▽

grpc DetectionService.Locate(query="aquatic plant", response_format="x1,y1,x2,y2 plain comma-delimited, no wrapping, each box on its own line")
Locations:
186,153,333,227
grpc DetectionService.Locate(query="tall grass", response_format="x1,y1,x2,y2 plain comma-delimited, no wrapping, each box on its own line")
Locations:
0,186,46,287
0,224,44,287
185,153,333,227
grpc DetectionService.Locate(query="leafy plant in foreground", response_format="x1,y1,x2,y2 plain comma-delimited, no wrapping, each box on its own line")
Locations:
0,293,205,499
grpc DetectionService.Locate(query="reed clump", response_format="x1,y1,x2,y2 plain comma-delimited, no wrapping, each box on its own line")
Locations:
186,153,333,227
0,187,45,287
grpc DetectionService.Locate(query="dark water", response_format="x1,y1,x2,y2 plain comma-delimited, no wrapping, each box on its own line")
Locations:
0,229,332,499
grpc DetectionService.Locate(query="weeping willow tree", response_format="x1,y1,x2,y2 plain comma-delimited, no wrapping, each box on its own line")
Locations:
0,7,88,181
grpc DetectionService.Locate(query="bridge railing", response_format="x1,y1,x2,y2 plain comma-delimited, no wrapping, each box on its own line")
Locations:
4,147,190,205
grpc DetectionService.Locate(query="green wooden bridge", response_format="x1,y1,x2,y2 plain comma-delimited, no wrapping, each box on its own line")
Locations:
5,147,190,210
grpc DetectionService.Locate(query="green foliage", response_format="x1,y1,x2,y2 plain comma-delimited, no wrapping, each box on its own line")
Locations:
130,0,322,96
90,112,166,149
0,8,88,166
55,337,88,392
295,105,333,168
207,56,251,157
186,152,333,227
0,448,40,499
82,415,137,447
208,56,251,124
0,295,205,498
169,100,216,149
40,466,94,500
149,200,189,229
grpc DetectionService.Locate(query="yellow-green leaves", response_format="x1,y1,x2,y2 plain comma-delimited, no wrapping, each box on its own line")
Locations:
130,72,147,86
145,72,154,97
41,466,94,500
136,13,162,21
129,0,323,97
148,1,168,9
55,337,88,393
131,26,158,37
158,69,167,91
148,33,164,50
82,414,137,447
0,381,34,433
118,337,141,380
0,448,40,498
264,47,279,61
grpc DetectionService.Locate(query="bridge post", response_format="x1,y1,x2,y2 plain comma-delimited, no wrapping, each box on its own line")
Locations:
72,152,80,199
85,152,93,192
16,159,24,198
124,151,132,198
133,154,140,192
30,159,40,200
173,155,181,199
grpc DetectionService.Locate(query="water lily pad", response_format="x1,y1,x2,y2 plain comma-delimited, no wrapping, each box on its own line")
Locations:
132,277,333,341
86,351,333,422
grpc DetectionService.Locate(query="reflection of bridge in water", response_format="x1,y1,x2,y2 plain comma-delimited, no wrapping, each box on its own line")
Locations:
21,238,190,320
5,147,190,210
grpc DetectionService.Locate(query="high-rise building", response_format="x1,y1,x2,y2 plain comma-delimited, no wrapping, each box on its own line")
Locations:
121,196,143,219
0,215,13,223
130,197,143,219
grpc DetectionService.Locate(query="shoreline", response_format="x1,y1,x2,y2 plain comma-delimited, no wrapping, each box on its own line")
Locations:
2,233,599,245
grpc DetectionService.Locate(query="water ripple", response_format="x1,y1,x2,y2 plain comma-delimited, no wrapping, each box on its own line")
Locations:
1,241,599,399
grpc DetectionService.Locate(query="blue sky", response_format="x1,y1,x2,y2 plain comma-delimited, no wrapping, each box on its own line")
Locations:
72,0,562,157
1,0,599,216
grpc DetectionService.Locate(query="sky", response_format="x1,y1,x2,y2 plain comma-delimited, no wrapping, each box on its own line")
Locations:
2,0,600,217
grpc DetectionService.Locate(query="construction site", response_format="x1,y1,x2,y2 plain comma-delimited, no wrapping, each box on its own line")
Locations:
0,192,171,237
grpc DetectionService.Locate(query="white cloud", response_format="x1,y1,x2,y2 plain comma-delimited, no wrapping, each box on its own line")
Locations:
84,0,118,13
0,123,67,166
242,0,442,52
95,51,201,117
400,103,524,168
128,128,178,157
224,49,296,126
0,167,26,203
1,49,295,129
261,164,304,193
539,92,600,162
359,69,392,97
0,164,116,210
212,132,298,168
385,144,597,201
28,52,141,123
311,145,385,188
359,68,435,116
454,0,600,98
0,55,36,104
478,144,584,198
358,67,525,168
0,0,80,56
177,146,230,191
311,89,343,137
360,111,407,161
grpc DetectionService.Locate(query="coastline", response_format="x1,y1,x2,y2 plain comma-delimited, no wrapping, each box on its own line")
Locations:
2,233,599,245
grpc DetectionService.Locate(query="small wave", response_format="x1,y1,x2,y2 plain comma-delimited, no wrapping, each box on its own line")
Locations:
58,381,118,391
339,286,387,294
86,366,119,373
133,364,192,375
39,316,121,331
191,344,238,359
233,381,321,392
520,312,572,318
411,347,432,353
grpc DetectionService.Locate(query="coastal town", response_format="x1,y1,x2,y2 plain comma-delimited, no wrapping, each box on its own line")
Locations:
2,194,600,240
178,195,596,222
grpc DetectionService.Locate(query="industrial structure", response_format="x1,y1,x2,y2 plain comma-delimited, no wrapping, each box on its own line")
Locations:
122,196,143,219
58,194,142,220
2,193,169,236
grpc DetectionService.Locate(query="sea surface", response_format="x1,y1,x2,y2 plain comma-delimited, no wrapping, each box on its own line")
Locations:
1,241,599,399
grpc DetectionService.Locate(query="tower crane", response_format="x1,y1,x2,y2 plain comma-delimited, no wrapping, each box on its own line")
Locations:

△

> [YOUR ASSIGNMENT] After reading the data above, print it all again exactly.

> [TASK SOLUTION]
grpc DetectionService.Locate(query="aquatic plant", response_format="x1,y1,x2,y2 plain comma-delimited, no wrapping, each box on its own line")
Locations:
186,153,333,227
grpc DetectionService.Locate(query="tall grass", response_format="x1,y1,x2,y2 plain comma-delimited, no wrapping, each box on its own line")
Locations:
0,186,46,287
0,224,44,287
185,153,333,227
grpc DetectionService.Locate(query="leafy plant in foreground", response_format="x1,y1,x2,y2 plain comma-delimited, no wrapping, each box on its own line")
Locations:
0,293,205,499
grpc DetectionService.Locate(query="reed clump", response_format="x1,y1,x2,y2 plain comma-delimited, no wrapping, each box on its own line")
Locations:
186,153,333,227
0,187,45,287
grpc DetectionService.Locate(query="dark water", response_format="x1,y1,x2,y2 plain comma-delimited, no wrapping, each box on its own line")
Locations:
0,229,332,499
grpc DetectionService.Locate(query="weeping willow tree", response_format="x1,y1,x2,y2 plain comma-delimited, no wrapping, each box on its own line")
Locations:
0,7,88,181
grpc DetectionService.Locate(query="bridge railing", response_format="x1,y1,x2,y2 plain comma-delimited, no wrapping, each box on its own line")
Locations:
4,147,190,205
grpc DetectionService.Locate(query="green wooden bridge", response_format="x1,y1,x2,y2 plain comma-delimited, no wrapping, each box on its own line")
Locations:
5,147,190,210
grpc DetectionService.Locate(query="green foliage", response_format="x1,y1,x2,y2 plain comma-delimited, no wrapping, each box on its own line")
Locations:
130,0,322,96
90,112,166,149
0,8,88,166
55,337,88,392
295,105,333,168
207,56,251,157
186,152,333,227
0,448,40,499
82,415,137,447
208,56,251,124
0,295,205,498
169,100,216,149
40,466,94,500
149,200,189,229
grpc DetectionService.Locate(query="yellow-green leaves", response_format="x1,y1,x2,y2 plain comma-delimited, no wrapping, each box on its own line")
Locations:
130,72,147,86
145,72,154,97
41,466,94,500
136,13,162,21
129,0,323,97
148,1,168,9
55,337,88,393
131,26,158,37
158,69,167,91
148,33,164,50
82,414,137,447
0,381,34,433
118,337,141,380
0,448,40,498
264,47,279,61
grpc DetectionService.Locate(query="bridge post", response_format="x1,y1,x2,y2 plain comma-delimited, no wrapping, each box on its own line")
Locations:
72,152,80,199
85,152,93,192
16,159,24,198
124,151,132,198
133,154,140,192
30,159,40,200
173,155,181,199
grpc DetectionService.Locate(query="water lily pad", response_format="x1,y1,x2,y2 plain comma-delimited, no wrapping, each box on its own line")
Locations:
132,277,333,341
86,351,333,422
grpc DetectionService.Locate(query="reflection of bridge in water", response_format="x1,y1,x2,y2 plain comma-delimited, no wrapping, each box on its own line")
Locations:
21,238,190,320
5,147,190,210
grpc DetectionService.Locate(query="high-rise building", response_format="x1,y1,x2,y2 plain comma-delimited, no wrapping, each box on its own line")
Locations:
121,196,143,219
0,215,13,223
130,197,143,219
grpc DetectionService.Locate(query="shoreline", response_format="x1,y1,x2,y2 plain comma-delimited, no wrapping, each box on its own line")
Locations:
2,233,599,245
grpc DetectionService.Locate(query="water ripple", response_format="x1,y1,x2,y2 plain comma-delimited, no wrapping, each box on its own line")
Locations:
1,241,599,399
grpc DetectionService.Locate(query="blue sky", response_format="x1,y1,x2,y2 plain comma-delimited, no wrapping, each box on its own line")
Locations:
72,0,562,157
1,0,599,216
grpc DetectionService.Locate(query="sky", response_format="x1,y1,x2,y2 plain comma-delimited, no wrapping, each box on its own line")
Locations:
2,0,600,217
grpc DetectionService.Locate(query="construction site", response_format="x1,y1,x2,y2 plain comma-delimited, no wrapping, each box on its own line")
Locations:
0,192,171,237
grpc DetectionService.Locate(query="white cloud", response_format="x1,y1,x2,y2 plain comma-delimited, no wrapping, each box on its own line")
Locations:
84,0,118,13
0,123,67,166
242,0,442,52
95,51,201,117
400,103,524,168
128,128,178,157
224,49,296,126
0,167,26,203
1,49,295,129
261,164,304,193
539,92,600,162
359,69,392,97
0,164,116,210
212,132,298,168
385,144,597,201
28,52,141,123
311,145,385,188
359,68,435,116
454,0,600,98
0,55,36,104
478,144,584,198
358,67,525,168
0,0,80,56
177,146,230,191
311,89,343,137
360,111,407,161
grpc DetectionService.Locate(query="coastline", response_format="x1,y1,x2,y2 plain comma-delimited, no wrapping, each box on its own line")
Locations:
2,233,599,245
grpc DetectionService.Locate(query="small wave", response_format="x1,y1,x2,y2 plain comma-delimited, no wrapping, each box on its own line")
Locations:
58,381,118,391
339,286,387,294
86,366,119,373
133,364,192,375
39,316,121,331
191,344,238,359
233,381,321,392
520,312,572,318
411,347,432,353
grpc DetectionService.Locate(query="coastal town", response_format="x1,y1,x2,y2 plain comma-delimited, no wrapping, each box on its own line")
Locations:
2,194,600,240
178,195,596,222
grpc DetectionService.Locate(query="industrial structure", response_format="x1,y1,x2,y2 plain comma-delimited, no wrapping, each box on its own line")
Locations:
122,196,143,219
58,194,142,220
2,193,169,236
grpc DetectionService.Locate(query="sea surface", response_format="x1,y1,x2,y2 plain comma-delimited, no wrapping, each box on its own line")
Locations:
1,241,599,399
grpc DetectionService.Locate(query="tower crane", response_format="x1,y1,x2,y2 plain comma-delimited, no wrapping, each box on its own line")
Locations:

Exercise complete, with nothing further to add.